# ENTRIES SHOWN start
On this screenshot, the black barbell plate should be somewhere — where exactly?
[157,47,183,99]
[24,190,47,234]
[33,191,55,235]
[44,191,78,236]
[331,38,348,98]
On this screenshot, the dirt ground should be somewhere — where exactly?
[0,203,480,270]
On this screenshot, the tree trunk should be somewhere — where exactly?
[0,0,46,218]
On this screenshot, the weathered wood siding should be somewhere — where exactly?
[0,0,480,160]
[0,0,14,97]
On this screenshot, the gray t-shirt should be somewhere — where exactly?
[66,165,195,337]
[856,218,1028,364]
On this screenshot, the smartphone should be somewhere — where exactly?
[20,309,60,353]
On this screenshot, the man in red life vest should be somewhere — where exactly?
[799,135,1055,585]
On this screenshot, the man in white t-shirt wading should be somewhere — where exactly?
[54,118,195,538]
# ENTRIES SHOWN end
DIRECTIONS FOR THIS TASK: Output every line of the data above as a numbered list, omitting blank lines.

THE RESPONSE:
1. On this screenshot, the black barbell plate should be somewhere — where exactly?
2. [157,47,183,99]
3. [24,190,47,234]
4. [33,191,55,235]
5. [44,191,78,236]
6. [331,38,348,98]
7. On this screenshot, the dirt ground should be somewhere — where exactly?
8. [0,203,480,270]
9. On this screenshot, the tree trunk should be somewhere — where exactly?
10. [0,0,46,218]
11. On this screenshot, the weathered wood siding should be somewhere — where exactly?
12. [0,0,480,160]
13. [0,0,14,97]
14. On this screenshot, the gray t-shirt should be somewhere — where exactly?
15. [66,165,195,337]
16. [856,218,1028,364]
17. On this screenshot, the smartphone should be somewhere — where exactly?
18. [20,309,60,353]
19. On this screenshot, the man in red life vest should be somewhere — where exactly?
20. [799,135,1055,585]
21. On this screenshot, the man in white t-shirt wading should be somewhere — where exactly?
22. [54,118,195,538]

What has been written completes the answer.